■ **Given text**
________________________________________

Issue 1 / 2 July 2010

ONCE upon a time, in a place long past, the colonial government of New South Wales needed to know which medical practitioners were qualified to give evidence at inquests. Thus, in 1838, the world’s first medical boards were created, in NSW and in Tasmania, which had split off from the original colony.


This month, after 182 years of successful self-regulation, these boards, and those in the other states and territories of Australia, have been replaced by a single national board.


Originally, medical boards were concerned with registration; then with action against rogues. More recently their role was extended to helping doctors with problems (mental and physical) to be well enough to attend to patients. Lastly, boards became involved with the quality of our practice, investigating alleged low standards and applying educational remedies.


As of 1 July, 2010, these functions become the responsibility of the National Medical Board, part of a new Australian Health Practitioner Regulation Agency. How might this new board handle these responsibilities?


1. Registration

This should be simple. The Australian Medical Council already maintains a database of practitioners in all states and territories. Ironing out duplications is straightforward, following the Mutual Recognition agreement between the jurisdictions many years ago.


2. Discipline

In a country the size of Australia, this could be awkward. The gathering of complainants, witnesses (of fact and expert) and of respondents, together with legal representatives, must surely be decentralised. Facilities and standards necessarily vary between cities, towns and countryside.


Fairness would demand that local circumstances be taken into account. Compliance with conditions on a doctor’s registration can only be checked locally – again a problem for a national body. This is already difficult for city-based boards in their own jurisdictions, especially regarding rural and remote areas.


3. Impairment

As with discipline, compliance with any conditions with respect to fitness to practice would need to be checked, again entailing local delegation.


4. Performance

Whereas the monitoring of conditions relating to impairment would be a periodic assessment by a specified treating doctor (usually a psychiatrist), monitoring of conditions relating to standards needs more consistency, if not, at times, a colleague looking over the doctor’s shoulder.

________________________________________

Stored data entries:
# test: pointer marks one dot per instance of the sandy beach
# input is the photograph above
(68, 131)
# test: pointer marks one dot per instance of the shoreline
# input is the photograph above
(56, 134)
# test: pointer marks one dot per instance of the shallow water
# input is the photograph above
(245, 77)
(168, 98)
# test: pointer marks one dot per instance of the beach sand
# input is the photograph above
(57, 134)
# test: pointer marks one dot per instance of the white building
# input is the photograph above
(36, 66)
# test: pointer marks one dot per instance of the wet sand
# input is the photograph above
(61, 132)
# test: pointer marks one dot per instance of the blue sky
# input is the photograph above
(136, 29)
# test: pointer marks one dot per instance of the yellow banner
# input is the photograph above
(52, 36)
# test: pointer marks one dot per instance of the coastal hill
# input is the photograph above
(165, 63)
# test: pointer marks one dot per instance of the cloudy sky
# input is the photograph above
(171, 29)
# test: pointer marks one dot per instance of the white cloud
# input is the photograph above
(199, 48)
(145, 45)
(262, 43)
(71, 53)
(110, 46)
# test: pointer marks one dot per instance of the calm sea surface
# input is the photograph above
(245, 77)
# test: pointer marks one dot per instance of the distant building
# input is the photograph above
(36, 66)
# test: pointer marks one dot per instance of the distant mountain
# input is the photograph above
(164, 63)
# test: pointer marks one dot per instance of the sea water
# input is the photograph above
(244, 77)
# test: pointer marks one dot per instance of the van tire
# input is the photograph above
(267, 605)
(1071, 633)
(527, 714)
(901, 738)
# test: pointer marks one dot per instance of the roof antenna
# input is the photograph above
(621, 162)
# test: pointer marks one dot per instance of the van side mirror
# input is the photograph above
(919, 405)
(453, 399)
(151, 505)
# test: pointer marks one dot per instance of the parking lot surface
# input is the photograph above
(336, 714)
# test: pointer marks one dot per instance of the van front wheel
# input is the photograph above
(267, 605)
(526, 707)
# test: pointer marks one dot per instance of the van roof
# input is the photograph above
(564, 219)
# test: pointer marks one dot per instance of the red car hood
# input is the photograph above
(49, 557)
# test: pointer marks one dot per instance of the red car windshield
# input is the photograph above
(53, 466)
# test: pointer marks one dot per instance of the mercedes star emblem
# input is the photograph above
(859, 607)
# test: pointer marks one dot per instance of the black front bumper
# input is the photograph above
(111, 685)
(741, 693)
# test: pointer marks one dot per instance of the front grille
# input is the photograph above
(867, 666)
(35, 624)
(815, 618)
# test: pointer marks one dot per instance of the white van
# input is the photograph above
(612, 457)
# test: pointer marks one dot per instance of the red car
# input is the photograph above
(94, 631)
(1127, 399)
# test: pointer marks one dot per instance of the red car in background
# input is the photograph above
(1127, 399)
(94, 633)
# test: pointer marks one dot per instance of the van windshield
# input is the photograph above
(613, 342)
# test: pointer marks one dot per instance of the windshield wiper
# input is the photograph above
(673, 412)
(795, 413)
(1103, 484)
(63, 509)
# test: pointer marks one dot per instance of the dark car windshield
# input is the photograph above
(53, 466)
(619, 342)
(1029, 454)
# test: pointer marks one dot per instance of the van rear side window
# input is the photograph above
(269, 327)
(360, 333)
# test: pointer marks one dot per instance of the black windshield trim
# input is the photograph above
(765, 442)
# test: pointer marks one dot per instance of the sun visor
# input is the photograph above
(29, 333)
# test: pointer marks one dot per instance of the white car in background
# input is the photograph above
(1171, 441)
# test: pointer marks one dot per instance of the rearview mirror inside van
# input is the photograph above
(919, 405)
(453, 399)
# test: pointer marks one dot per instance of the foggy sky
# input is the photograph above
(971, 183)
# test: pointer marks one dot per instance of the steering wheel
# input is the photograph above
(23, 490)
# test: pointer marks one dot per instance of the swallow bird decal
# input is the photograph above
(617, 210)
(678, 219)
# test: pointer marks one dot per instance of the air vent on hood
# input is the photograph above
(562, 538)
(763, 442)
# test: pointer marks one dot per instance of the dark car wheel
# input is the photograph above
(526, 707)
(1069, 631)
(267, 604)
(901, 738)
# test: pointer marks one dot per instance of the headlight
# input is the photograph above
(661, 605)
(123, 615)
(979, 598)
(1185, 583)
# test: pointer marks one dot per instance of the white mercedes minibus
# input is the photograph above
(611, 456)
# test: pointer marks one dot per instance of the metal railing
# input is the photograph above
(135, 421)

________________________________________

■ **Things to do**
A) Answer these questions using the article on medical boards:
(i) In what year were the world's first medical boards created?
(ii) Which body already maintains a database of practitioners in all states and territories?
(iii) Who usually carries out the periodic assessment when monitoring conditions relating to impairment?
B) Reproduce the passage of the article on medical boards from "In a country" up to and including "towns and countryside.".

■ **Solutions to the tasks**
A)
(i) 1838
(ii) The Australian Medical Council
(iii) A specified treating doctor, usually a psychiatrist

B)
In a country the size of Australia, this could be awkward. The gathering of complainants, witnesses (of fact and expert) and of respondents, together with legal representatives, must surely be decentralised. Facilities and standards necessarily vary between cities, towns and countryside.